PROBLEM DETAILS:
Please list every prehistoric animal named in the dinosaur exhibit article below.

GIVEN TEXT:

★ ★ ★ ★ ★

17
September
2014
|
20:06
Europe/Amsterdam

New exhibit reveals dinosaur discoveries

The province is a vibrant hub of international dinosaur research, and the U of A is at the core of the hub.
Phil Currie

Discovering Dinosaurs tells the tale of Alberta’s prehistoric past through the latest research by world-leading paleontologists.

By JENNIFER PASCOE

(Edmonton) Few topics capture our collective imagination more than dinosaurs. And few places on Earth can match Alberta’s wealth of dinosaur fossils. Now, an exhibition of discoveries by University of Alberta researchers is shedding new light on the province’s prehistoric past.

Discovering Dinosaurs reveals the story of Alberta as it existed some 65 million years ago, in the late Cretaceous Period when the three-horned Triceratops, the armour-plated Ankylosaurus and the fearsome T. Rex ruled the land, and the 18-metre-long Mosasaurus was the top predator of the seas.

“We are providing our community with the opportunity to meet the current generation of U of A researchers who are changing our understanding of dinosaurs and their lost world,” says Janine Andrews, executive director of U of A Museums. “People can see more than 250 jaw-dropping specimens in one location—most of which have never before been publicly exhibited.”

Revealing the research behind the bones

The exhibit draws on the U of A’s pre-eminent dinosaur research program and collections, led by the world-renowned Philip Currie, Canada Research Chair in Dinosaur Paleobiology and curator of dinosaurs at the U of A.

★ ★ ★ ★ ★

GIVEN ENTRIES:
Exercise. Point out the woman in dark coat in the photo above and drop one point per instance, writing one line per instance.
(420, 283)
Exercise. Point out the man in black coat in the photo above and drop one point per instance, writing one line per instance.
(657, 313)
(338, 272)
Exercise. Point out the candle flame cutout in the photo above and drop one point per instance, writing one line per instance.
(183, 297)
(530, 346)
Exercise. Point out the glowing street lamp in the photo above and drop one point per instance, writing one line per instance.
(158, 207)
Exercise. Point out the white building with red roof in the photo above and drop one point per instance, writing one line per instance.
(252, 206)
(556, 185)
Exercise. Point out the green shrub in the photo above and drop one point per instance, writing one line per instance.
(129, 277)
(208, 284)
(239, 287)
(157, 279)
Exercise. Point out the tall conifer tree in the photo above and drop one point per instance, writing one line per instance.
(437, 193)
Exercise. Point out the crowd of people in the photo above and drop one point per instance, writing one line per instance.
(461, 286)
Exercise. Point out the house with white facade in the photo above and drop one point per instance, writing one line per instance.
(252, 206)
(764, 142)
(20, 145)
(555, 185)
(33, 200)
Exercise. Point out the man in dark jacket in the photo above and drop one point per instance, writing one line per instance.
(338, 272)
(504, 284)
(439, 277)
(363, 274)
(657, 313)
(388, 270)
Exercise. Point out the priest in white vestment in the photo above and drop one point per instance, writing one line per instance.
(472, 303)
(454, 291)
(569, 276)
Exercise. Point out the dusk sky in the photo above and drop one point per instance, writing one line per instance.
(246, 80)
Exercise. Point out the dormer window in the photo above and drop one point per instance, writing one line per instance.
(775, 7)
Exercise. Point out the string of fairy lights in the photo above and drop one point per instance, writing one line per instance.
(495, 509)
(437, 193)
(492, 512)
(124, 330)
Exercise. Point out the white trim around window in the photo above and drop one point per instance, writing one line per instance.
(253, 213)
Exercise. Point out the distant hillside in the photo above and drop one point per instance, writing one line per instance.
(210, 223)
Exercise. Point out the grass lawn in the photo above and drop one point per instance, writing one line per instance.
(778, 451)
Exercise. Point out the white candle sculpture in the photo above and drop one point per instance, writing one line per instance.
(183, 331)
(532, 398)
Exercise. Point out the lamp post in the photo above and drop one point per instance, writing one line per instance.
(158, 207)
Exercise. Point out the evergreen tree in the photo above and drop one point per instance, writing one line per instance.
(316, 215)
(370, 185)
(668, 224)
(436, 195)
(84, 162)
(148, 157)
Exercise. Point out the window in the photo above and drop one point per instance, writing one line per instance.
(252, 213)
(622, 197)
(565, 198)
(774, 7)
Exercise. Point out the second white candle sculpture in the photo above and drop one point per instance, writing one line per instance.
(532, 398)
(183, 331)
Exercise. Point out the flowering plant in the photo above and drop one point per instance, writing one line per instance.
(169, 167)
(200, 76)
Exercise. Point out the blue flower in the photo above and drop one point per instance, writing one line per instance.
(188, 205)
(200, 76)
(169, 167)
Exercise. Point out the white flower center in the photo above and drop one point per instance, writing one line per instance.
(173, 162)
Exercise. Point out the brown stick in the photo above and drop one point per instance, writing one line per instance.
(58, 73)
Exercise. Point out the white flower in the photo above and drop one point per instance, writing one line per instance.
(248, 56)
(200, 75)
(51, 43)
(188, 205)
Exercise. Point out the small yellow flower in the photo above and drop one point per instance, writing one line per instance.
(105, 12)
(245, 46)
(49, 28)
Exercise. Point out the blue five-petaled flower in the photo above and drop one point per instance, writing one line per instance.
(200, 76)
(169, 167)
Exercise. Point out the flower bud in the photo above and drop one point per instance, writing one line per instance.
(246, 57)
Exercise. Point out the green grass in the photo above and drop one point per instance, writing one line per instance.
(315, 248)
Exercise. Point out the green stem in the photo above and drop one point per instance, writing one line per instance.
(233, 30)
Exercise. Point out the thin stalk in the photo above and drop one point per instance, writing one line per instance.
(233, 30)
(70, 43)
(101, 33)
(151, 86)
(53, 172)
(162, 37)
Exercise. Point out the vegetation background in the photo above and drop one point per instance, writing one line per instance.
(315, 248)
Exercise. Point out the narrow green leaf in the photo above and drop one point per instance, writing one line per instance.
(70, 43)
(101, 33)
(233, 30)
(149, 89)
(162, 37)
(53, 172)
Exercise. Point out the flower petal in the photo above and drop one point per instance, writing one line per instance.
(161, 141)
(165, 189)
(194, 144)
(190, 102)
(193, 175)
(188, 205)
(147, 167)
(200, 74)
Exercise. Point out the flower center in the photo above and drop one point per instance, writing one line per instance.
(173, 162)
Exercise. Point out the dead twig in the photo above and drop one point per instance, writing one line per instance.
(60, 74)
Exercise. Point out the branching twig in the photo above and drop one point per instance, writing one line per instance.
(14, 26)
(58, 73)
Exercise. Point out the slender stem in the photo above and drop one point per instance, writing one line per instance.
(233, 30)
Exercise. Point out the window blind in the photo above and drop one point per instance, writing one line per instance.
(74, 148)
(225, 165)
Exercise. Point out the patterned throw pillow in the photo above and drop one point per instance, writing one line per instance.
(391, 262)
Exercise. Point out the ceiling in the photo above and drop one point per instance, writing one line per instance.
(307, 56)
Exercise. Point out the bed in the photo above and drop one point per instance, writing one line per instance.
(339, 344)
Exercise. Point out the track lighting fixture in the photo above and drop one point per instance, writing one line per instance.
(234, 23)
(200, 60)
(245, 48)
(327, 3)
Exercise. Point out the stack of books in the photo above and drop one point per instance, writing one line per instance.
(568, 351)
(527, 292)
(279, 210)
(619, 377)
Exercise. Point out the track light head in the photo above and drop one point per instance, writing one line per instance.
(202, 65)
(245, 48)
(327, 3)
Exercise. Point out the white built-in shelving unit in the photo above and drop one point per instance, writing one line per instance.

★ ★ ★ ★ ★

SOLUTION:
Triceratops, Ankylosaurus, T. Rex, Mosasaurus